§ **Exercise 1**:
In the passage on the U.S. election, why does the quoted conservative commentator call the result "not theft"? Answer in one to three sentences.
§ **Exercise 2**:
Write the next part of the passage on the U.S. election, picking up after its final sentence.

*** Opening of Source extract ***

In the midst of a pandemic with an incumbent president seeking to discredit the election, and a Republican-controlled Senate unwilling to adequately fund election administration, the United States conducted a historic election without violence in which more Americans turned out than ever (probably about 150 million after all the votes are counted). This was not easy, but then democracy is not a spectator sport.

Some 100 million Americans voted early, with many states learning for the first time to handle mail-in votes. Thousands of conscientious state and local officials worked tirelessly — and without any evidence of fraud — to count votes. The major networks, with special kudos to MSNBC’s Steve Kornacki and CNN’s John King, provided accurate and precise information for days on end. Many networks even managed to cut away when President Trump falsely claimed that the election was being stolen. The mainstream media (TV, print and online) went to extraordinary lengths to debunk conspiracy theories, explain the mechanics of voting and call races only when the outcome was certain.

Private groups such as the National Task Force on Election Crises, Protect Democracy, the Voter Protection Program, Democracy Docket and the Center for Election Innovation and Research, as well as academics, voting experts and former officials, worked on a bipartisan basis to educate the public and election officials, anticipate and shut down attempts to intimidate voters, beat back a raft of specious legal claims from the Trump team and defend the sanctity of elections. Judges in multiple states issued timely and precise opinions rejecting efforts to stop voting or to overthrow results.

For all the conspiracy theorists on the right, there were plenty of responsible voices debunking Trump’s attempts to invalidate the election. Conservative commentator David A. French wrote, “There are votes still to count — and nothing is certain yet — but the emerging reality is that Joe Biden is set to beat Trump by a more significant vote margin than that by which Trump beat Hillary Clinton. . . . That’s not theft. It’s defeat.”

*** Close of Source extract ***
*** Opening of Source information ***

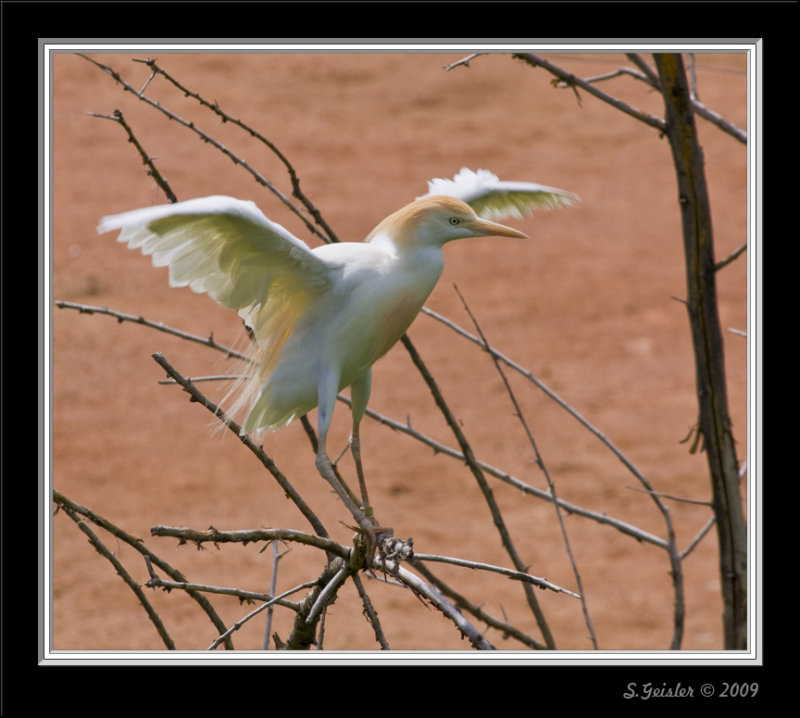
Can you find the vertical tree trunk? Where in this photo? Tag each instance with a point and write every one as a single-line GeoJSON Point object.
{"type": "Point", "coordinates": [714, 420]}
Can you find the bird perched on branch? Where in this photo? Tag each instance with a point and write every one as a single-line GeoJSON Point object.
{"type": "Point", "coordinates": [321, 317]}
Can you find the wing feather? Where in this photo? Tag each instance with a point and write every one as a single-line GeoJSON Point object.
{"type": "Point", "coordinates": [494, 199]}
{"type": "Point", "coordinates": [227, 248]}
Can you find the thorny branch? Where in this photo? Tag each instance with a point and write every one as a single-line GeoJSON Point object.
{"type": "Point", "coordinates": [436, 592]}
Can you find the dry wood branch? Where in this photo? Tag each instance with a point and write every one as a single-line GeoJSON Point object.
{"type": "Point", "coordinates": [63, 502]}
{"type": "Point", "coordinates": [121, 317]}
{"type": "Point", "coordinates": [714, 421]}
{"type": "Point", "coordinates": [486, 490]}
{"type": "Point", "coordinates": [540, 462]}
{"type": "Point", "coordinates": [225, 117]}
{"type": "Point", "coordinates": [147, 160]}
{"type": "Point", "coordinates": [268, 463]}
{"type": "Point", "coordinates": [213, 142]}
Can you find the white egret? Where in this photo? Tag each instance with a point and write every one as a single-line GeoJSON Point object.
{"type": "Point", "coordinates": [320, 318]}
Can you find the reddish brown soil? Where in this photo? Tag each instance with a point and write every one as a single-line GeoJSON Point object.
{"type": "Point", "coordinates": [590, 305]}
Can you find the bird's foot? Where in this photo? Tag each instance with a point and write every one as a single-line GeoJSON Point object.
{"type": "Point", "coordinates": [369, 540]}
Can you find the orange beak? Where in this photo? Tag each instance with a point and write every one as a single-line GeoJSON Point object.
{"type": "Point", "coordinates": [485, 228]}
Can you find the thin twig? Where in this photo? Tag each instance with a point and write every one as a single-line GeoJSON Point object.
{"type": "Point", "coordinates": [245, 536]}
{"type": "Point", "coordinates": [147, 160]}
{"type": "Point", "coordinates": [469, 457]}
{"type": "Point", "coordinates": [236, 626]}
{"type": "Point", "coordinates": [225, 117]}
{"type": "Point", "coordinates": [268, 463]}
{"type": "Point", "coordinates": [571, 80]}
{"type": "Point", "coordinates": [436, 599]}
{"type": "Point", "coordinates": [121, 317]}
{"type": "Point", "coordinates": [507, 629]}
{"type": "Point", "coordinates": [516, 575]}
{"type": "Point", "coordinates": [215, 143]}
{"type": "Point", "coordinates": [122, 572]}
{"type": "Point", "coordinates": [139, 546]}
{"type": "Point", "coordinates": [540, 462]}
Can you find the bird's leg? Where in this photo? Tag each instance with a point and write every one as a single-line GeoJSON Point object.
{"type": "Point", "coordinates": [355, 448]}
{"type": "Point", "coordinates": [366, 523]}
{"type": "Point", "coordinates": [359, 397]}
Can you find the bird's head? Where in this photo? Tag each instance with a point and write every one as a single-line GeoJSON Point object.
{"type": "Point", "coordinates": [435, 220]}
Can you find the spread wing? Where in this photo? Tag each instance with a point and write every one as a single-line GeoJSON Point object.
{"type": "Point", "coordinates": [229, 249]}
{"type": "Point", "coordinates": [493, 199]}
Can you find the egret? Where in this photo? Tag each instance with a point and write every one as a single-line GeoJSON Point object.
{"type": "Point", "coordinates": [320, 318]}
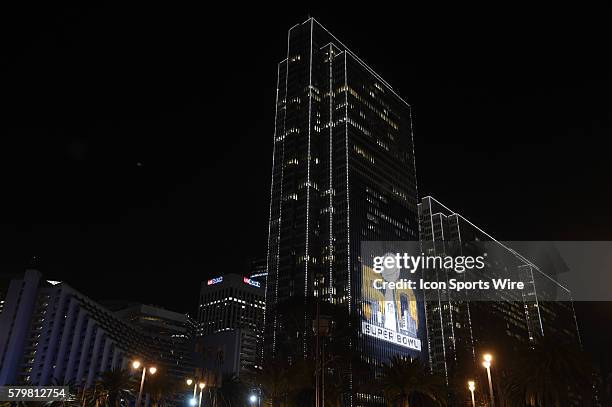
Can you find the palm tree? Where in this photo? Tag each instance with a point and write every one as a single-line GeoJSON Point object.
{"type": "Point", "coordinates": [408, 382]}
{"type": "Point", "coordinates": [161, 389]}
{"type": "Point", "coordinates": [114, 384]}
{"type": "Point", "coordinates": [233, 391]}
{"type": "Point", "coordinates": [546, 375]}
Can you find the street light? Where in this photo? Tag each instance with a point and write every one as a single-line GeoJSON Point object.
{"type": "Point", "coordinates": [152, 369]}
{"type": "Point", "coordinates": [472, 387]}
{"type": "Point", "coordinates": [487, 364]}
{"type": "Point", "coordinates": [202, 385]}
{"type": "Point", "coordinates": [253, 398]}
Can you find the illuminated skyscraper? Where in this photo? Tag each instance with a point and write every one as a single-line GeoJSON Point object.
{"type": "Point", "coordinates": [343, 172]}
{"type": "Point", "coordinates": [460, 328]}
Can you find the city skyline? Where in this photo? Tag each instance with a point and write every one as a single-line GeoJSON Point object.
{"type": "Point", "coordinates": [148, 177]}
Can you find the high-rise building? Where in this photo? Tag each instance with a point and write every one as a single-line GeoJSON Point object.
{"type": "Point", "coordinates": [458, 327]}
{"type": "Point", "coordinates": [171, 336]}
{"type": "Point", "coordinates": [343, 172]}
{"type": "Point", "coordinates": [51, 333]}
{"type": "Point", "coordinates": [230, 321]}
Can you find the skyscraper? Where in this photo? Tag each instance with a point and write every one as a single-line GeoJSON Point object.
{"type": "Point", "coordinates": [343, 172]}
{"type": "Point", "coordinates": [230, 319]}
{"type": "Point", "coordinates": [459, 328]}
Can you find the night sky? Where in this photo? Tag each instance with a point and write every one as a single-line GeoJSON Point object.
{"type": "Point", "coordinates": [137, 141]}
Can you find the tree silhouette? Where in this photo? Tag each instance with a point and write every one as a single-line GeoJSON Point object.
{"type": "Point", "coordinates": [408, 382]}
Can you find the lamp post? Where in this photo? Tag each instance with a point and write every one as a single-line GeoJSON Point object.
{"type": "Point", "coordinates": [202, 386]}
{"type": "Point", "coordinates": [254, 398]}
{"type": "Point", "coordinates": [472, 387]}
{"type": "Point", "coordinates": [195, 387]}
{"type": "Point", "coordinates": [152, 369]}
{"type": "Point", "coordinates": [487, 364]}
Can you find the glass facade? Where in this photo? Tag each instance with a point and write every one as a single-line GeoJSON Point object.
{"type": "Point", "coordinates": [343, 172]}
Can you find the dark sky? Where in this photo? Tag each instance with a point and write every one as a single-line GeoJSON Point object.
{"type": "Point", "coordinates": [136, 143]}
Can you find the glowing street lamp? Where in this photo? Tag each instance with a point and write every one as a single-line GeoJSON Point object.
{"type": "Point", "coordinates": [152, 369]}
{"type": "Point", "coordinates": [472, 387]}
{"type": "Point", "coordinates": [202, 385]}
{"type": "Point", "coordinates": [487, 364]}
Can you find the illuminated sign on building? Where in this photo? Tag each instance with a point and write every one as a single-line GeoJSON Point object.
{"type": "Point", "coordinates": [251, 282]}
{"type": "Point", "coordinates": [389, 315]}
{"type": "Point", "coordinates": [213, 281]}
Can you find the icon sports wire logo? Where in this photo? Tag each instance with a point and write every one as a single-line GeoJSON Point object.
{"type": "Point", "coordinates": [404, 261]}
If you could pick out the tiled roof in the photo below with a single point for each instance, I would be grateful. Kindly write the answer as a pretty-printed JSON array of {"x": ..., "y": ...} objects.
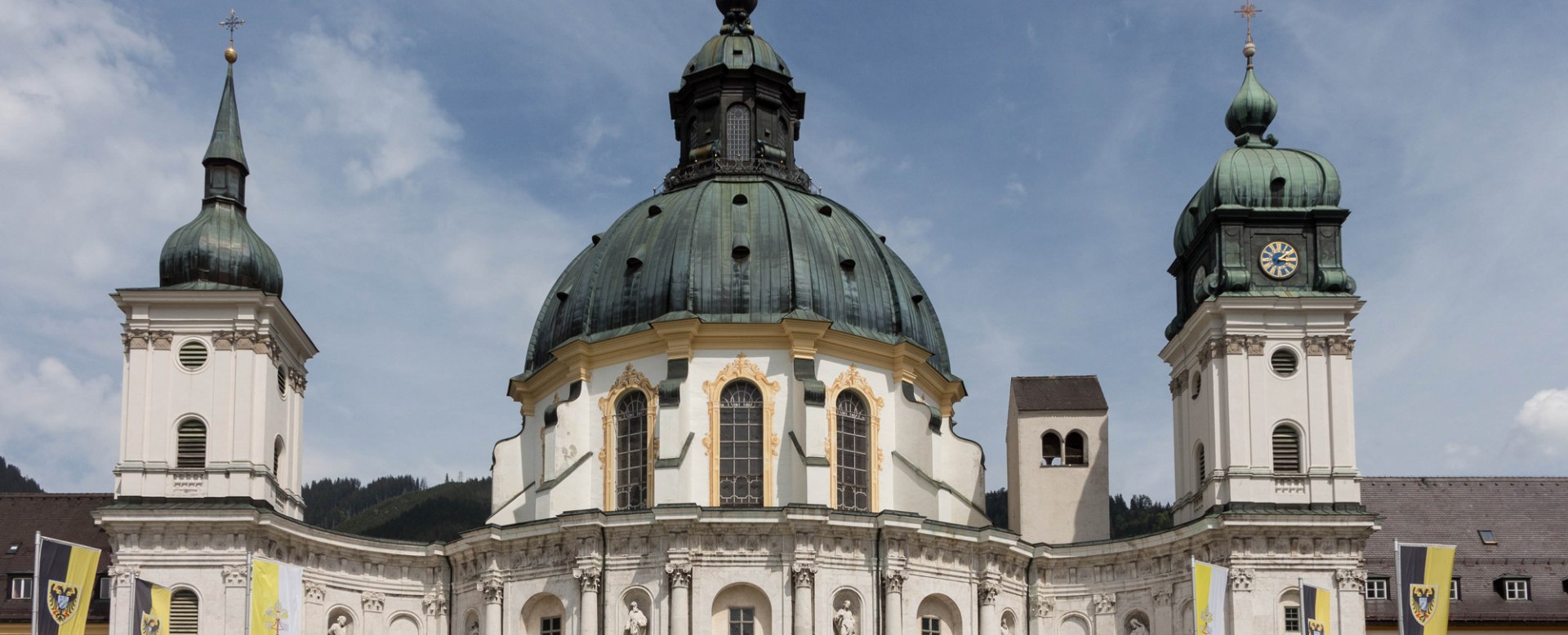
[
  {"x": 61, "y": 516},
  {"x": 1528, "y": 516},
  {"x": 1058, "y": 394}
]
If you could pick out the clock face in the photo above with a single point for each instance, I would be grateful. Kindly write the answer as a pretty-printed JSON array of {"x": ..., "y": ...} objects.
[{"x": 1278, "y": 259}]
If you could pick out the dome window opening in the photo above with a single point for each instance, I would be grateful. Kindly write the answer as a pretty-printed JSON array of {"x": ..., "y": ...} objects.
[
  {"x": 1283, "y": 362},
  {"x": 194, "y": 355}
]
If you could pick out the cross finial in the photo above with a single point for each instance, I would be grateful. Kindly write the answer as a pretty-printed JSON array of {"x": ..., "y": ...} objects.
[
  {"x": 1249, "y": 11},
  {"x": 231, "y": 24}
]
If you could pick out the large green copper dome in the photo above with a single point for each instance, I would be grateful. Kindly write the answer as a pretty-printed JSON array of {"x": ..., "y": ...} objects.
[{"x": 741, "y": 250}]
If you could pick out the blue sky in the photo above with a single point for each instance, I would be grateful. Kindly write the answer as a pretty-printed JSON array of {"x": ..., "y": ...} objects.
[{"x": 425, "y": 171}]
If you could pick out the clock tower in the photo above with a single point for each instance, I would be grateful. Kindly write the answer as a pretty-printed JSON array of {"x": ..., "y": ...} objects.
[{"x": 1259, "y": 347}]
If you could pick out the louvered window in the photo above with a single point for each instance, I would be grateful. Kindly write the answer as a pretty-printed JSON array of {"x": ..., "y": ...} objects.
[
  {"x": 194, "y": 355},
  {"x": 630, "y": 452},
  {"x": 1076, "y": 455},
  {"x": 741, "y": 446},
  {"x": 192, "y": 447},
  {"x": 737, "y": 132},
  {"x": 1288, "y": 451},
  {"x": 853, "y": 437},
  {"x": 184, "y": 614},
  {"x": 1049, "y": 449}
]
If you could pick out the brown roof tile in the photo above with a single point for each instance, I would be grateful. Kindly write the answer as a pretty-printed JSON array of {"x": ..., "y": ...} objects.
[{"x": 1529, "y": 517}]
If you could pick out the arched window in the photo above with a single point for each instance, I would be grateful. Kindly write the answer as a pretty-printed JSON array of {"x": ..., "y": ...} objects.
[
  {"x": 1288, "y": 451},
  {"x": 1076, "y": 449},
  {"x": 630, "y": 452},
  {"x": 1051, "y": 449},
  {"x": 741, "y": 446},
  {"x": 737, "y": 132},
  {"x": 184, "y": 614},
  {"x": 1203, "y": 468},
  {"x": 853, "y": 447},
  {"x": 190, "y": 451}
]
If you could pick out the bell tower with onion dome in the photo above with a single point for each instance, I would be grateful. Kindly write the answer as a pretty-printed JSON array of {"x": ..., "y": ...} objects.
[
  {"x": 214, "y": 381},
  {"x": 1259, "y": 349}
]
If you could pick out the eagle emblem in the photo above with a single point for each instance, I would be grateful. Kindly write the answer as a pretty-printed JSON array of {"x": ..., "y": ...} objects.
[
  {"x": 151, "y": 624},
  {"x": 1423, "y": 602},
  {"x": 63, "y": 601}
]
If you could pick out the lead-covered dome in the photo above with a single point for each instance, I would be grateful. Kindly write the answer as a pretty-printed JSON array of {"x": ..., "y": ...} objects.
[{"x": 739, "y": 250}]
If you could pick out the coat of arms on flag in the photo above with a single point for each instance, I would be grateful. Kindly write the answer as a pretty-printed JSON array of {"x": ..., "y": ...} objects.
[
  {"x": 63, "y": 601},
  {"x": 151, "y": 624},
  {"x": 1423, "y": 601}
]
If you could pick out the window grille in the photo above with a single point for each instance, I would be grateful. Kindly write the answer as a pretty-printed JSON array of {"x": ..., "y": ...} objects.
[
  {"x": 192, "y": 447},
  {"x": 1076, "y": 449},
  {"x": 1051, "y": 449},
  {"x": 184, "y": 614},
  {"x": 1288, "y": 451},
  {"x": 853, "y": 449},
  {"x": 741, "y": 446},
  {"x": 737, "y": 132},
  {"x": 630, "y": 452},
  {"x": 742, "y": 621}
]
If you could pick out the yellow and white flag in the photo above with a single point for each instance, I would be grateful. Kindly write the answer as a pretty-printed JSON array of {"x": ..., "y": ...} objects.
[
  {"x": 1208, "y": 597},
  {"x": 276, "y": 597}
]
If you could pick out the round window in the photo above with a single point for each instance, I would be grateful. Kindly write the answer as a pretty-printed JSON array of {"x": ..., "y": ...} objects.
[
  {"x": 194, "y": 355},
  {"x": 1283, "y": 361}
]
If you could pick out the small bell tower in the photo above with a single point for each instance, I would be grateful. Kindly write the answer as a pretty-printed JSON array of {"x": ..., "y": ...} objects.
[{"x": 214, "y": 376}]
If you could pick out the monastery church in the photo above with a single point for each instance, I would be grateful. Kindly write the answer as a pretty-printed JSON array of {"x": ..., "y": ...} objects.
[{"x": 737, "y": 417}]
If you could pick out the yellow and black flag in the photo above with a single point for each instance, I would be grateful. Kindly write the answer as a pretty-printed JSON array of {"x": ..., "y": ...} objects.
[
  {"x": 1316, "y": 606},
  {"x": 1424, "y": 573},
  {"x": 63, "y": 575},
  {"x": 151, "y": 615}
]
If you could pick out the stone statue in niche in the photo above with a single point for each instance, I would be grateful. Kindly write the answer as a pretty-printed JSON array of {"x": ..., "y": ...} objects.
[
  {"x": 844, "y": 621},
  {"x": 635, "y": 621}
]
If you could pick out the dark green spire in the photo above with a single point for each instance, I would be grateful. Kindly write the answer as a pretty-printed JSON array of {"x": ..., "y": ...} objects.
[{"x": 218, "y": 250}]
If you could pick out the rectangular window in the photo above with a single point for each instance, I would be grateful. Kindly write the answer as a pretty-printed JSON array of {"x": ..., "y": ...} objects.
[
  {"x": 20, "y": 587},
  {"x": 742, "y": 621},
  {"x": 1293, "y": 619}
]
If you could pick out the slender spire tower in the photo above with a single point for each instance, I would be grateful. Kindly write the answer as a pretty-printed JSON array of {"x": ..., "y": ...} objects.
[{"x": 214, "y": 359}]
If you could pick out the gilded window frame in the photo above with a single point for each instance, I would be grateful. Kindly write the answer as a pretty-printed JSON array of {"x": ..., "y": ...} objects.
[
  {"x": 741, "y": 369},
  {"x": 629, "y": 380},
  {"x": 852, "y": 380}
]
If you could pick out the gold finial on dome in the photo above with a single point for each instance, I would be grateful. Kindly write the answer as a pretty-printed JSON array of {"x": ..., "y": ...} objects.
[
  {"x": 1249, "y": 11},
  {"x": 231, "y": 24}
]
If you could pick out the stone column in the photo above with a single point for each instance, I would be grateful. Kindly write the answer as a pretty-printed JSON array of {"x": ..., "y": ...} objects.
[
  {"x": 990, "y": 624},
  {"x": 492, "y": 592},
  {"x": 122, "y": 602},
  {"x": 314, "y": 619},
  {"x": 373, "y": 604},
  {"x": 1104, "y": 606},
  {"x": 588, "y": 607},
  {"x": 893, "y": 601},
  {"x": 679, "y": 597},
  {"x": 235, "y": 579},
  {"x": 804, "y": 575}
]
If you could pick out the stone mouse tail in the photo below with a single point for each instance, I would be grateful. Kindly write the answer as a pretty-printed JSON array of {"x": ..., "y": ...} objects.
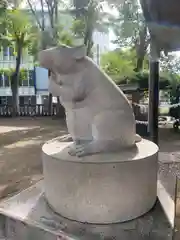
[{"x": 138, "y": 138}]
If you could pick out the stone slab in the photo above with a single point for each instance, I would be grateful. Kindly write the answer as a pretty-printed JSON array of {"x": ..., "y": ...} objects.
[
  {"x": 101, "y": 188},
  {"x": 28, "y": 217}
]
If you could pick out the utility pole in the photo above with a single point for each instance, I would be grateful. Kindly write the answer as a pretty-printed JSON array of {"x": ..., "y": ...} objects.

*** Close of Source information ***

§ **Exercise result 1**:
David A. French says the emerging reality is that Joe Biden is set to beat Trump by a more significant vote margin than the one by which Trump beat Hillary Clinton. A loss by that kind of margin, he concludes, is "not theft" but "defeat."

§ **Exercise result 2**:
Yes, far too many Republicans were silent or eager to encourage Trump’s anti-democratic impulses. Predictable panderers to the far right, including Sens. Ted Cruz (Tex.) and Lindsey O. Graham (S.C.) fanned baseless claims. That said, we saw some Republicans (e.g., Sens. Roy Blunt of Missouri, Mitt Romney of Utah and Ben Sasse of Nebraska; former Pennsylvania senator Rick Santorum; Maryland Gov. Larry Hogan; and Reps. Adam Kinzinger of Illinois and Denver Riggleman of Virginia) push back on false accusations of fraud and call on all Americans to respect the results.

Certainly, Trump tried to delegitimize the election, but he succeeded only in proving the arguments of Democrats and #NeverTrumpers that he is unfit, congenitally dishonest and anti-democratic. Come Jan. 21, 2021, we will swear in a new president and vice president. Democracy can be messy, imperfect, confusing and contentious, but there is little evidence Americans have given up on it. There will be much caterwauling from losing Republicans (some of whom have thrown away careers in service to Trumpian lies), but the will of the people will be respected.

For all that Americans have done in defense of democratic elections, we can say, well done. Now, keep it up.